Exercise passage -
The Sunday Telegraph

Novel of the week Francesca Carington

- THE MAIDENS by Alex Michaelide­s

368PP, W&N, £14.99, EBOOK £7.99, AUDIO AVAILABLE

There’s definitely a flavour of The Secret History to Alex Michaelide­s’s second novel (after his bestsellin­g thriller The Silent Patient). It’s set at an elite university, where an even more elite group of students chosen by a charismati­c professor are a bit too keen on an ancient Greek cult.

But despite its Tarttian surface, The Maidens is really a straightfo­rward murder-mystery with a juicy setting. Mariana, a group therapist, is mourning the death of her husband. When her niece Zoe, an undergradu­ate at Cambridge, calls to say her friend Tara has been murdered, Mariana hurries to the city. She’s struck by a group of gorgeous and wealthy students who call themselves the Maidens, picked for extra study by the enigmatic Professor Fosca, who lectures on the cult of Persephone, queen of the underworld. When one of the Maidens turns up dead, Mariana is sure Fosca is behind it. “The college, after all, is just another group – with sickness at its core.”

Items from a data source
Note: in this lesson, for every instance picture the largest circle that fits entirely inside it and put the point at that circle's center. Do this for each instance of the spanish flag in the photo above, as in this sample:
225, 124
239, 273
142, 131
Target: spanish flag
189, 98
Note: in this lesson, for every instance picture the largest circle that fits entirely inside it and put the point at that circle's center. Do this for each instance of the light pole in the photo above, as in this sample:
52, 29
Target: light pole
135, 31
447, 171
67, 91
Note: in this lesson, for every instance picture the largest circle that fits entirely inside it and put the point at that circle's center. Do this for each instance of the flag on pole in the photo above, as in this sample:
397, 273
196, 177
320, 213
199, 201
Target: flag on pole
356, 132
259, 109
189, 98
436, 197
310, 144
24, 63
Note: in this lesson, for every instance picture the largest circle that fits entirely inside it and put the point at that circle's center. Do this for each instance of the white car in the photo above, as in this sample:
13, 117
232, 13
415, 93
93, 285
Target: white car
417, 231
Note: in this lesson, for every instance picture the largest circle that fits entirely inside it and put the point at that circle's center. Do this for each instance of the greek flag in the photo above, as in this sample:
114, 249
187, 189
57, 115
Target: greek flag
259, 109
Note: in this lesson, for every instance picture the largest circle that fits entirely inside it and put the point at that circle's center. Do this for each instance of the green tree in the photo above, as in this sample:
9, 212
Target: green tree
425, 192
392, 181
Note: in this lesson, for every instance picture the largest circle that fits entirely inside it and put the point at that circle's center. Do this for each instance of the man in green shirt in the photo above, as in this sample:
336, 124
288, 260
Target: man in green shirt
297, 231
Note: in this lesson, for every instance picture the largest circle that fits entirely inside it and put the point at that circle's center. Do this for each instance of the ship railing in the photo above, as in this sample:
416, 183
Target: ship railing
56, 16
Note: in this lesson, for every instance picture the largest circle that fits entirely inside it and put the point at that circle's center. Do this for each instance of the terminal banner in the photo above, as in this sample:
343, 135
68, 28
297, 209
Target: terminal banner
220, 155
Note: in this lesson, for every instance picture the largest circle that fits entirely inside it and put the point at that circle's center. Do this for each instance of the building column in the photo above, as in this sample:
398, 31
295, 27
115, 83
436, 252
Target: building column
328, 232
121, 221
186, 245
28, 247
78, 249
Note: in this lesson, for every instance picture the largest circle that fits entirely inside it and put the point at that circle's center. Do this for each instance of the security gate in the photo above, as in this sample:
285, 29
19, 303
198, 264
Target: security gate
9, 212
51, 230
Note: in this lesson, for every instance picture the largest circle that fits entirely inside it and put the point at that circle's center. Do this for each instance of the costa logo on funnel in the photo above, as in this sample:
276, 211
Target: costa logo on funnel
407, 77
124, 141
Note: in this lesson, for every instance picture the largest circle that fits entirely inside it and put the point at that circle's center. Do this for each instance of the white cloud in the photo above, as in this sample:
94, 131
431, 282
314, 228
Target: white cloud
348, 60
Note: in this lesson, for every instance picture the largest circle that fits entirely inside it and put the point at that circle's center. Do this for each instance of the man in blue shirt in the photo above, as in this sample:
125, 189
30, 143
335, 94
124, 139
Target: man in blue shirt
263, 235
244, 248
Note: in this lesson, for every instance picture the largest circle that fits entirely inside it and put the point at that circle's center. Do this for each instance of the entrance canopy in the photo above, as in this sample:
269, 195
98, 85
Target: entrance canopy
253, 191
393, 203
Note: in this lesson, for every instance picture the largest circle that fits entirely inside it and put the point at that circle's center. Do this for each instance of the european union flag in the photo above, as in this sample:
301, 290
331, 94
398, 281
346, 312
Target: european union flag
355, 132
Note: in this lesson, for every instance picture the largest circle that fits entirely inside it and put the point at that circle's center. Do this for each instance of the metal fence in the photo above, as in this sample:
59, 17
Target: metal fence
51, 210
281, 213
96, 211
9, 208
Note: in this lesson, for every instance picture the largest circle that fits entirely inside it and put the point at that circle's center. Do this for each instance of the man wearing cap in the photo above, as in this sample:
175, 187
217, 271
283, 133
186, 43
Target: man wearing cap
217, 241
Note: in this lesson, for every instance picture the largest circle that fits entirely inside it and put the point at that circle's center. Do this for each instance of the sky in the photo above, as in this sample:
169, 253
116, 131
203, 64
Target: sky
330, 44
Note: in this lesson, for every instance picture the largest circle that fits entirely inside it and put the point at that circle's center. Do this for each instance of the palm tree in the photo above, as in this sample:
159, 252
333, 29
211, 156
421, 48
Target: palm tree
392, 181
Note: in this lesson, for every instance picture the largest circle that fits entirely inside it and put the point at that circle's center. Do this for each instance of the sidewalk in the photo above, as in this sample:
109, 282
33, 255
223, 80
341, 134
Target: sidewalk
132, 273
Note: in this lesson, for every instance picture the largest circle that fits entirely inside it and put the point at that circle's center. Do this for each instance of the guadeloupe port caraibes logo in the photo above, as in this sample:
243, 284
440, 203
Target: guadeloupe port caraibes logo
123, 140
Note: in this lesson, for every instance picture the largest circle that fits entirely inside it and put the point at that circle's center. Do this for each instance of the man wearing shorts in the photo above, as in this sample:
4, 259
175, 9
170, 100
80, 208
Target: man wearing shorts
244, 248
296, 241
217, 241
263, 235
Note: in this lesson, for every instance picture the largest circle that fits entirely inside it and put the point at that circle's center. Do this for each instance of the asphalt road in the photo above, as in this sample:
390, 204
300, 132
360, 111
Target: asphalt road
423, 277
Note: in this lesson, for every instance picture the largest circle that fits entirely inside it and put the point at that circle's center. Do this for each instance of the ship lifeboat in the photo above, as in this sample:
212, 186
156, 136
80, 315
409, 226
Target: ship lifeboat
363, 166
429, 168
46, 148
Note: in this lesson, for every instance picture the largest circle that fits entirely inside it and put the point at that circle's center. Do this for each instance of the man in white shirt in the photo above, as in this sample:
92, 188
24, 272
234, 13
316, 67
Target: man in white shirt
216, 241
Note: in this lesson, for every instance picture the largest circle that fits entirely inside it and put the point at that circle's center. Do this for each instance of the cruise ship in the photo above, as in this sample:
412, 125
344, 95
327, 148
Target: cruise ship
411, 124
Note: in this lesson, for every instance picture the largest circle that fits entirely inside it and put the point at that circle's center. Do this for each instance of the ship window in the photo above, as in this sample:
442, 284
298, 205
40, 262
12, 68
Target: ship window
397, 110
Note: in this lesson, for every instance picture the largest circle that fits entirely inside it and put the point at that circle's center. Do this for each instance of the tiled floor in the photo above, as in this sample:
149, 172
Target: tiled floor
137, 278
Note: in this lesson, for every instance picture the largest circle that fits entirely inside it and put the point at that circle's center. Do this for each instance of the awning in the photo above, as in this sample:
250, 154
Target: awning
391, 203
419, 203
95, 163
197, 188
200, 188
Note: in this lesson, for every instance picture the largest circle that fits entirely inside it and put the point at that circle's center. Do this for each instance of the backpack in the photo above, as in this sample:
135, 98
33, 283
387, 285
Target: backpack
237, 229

* * *

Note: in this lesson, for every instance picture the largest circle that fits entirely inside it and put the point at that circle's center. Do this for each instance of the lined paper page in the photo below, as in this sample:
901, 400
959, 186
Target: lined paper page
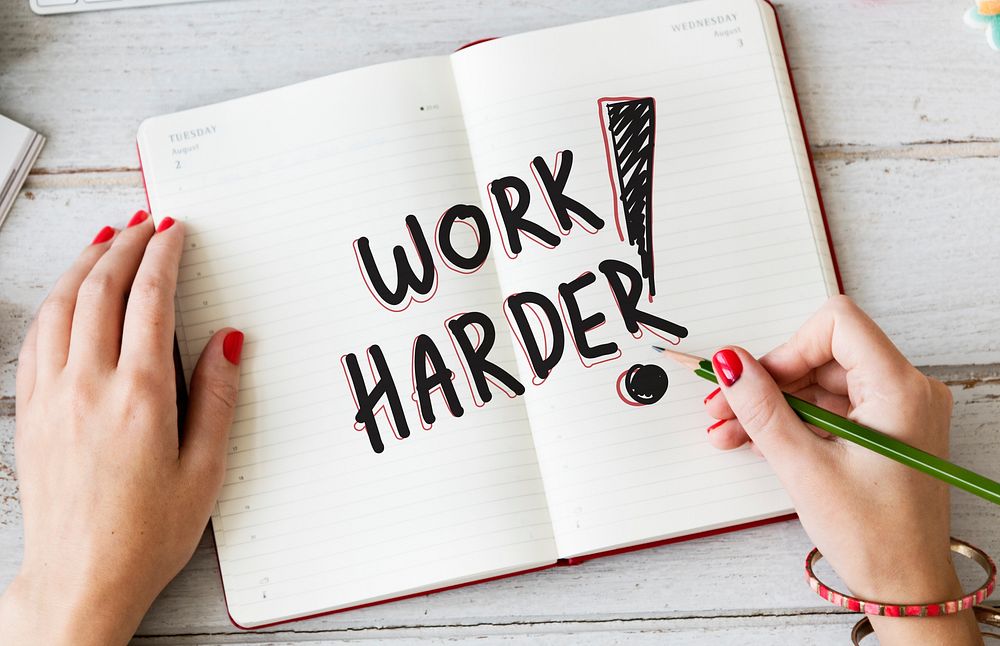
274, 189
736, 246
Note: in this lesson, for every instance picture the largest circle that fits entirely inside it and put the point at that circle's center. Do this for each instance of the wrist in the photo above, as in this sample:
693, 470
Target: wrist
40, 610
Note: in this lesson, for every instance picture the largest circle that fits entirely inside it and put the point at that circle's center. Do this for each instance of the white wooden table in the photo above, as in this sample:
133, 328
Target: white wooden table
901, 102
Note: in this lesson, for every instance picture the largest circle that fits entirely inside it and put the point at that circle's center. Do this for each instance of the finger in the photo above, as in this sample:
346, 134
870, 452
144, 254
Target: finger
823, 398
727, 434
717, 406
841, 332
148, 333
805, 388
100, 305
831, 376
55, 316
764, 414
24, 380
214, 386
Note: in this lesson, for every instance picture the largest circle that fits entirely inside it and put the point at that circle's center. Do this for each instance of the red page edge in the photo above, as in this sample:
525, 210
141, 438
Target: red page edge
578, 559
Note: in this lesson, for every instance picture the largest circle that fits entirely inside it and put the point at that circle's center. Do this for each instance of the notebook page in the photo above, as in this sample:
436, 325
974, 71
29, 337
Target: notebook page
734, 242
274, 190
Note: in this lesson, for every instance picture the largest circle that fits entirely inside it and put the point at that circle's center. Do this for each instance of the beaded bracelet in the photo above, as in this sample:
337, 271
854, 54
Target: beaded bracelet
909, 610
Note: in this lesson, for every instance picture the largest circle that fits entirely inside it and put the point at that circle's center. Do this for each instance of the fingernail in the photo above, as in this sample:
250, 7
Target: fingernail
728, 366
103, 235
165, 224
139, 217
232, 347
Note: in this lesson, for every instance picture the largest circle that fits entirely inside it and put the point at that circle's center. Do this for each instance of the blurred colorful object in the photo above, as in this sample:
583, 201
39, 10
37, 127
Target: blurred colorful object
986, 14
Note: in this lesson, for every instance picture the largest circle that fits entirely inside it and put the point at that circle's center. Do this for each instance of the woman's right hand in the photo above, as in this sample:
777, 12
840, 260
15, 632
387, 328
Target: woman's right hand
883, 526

--

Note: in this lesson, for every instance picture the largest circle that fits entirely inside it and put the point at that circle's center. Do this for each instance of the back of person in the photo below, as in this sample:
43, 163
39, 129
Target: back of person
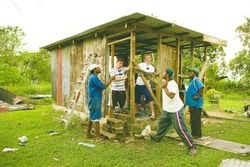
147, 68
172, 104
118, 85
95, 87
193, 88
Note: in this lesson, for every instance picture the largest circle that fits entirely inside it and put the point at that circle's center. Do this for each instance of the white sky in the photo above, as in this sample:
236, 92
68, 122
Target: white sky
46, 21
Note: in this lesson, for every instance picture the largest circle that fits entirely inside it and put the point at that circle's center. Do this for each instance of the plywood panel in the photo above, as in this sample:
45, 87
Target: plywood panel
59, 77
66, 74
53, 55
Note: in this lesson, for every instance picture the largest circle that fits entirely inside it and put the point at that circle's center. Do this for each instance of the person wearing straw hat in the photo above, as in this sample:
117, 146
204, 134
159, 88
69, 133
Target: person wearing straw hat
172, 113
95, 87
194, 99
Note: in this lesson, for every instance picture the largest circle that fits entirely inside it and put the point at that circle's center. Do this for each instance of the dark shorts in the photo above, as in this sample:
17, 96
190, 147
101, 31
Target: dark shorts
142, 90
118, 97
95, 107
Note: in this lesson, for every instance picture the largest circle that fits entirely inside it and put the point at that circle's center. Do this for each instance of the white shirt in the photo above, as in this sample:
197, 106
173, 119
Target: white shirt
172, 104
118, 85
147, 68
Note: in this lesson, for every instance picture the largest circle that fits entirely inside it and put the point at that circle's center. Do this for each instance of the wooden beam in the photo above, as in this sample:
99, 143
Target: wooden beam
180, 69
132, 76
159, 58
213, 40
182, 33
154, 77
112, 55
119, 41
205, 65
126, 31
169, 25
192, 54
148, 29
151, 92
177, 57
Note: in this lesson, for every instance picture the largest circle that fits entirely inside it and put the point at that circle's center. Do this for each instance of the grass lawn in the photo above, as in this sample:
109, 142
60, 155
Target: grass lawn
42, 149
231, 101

Your tasks -
a. In the review of The Maidens, what is Mariana's profession?
b. Using the review of The Maidens, say whether each statement agrees with it, and quote the deciding words: (i) The Maidens is the author's first novel. (ii) Professor Fosca lectures on the cult of Persephone. (iii) Tara is Mariana's niece.
c. Continue the review of The Maidens from its last sentence.
The entries are separate material and are not part of the review.

Answers by item -
a. She is a group therapist.

b.
(i) No: "second novel"
(ii) Yes: "lectures on the cult of Persephone, queen of the underworld"
(iii) No: "her niece Zoe"

c.
To solve the case, Mariana must first confront her own demons. A leitmotif here is the idea of dazzling: Zoe says Fosca “dazzles me, I suppose”, and when Mariana sees one of the corpses she remembers a line from The Duchess of Malfi (“Cover her face, mine eyes dazzle”). Being blinded – by beauty, love or horror – is Michaelide­s’s concern.

Less sophistica­ted are some of his Greek references: “She was stuck, paralysed – as Demeter had once been, when Hades kidnapped her beloved daughter, Persephone, and took her to the Underworld to be his bride.” Sometimes it works, as in a therapy session with the Maidens, when Mariana applies modern psychology to myth: “at a very young age, Iphigenia mistook abuse for love.” In a spot of deft mythologic­al red-herring work, Michaelide­s shifts emphasis from one doomed heroine to another. The twist, when it comes, is slightly far-fetched, but The Maidens is a compelling read, and delivers its Hellenic thrills in style.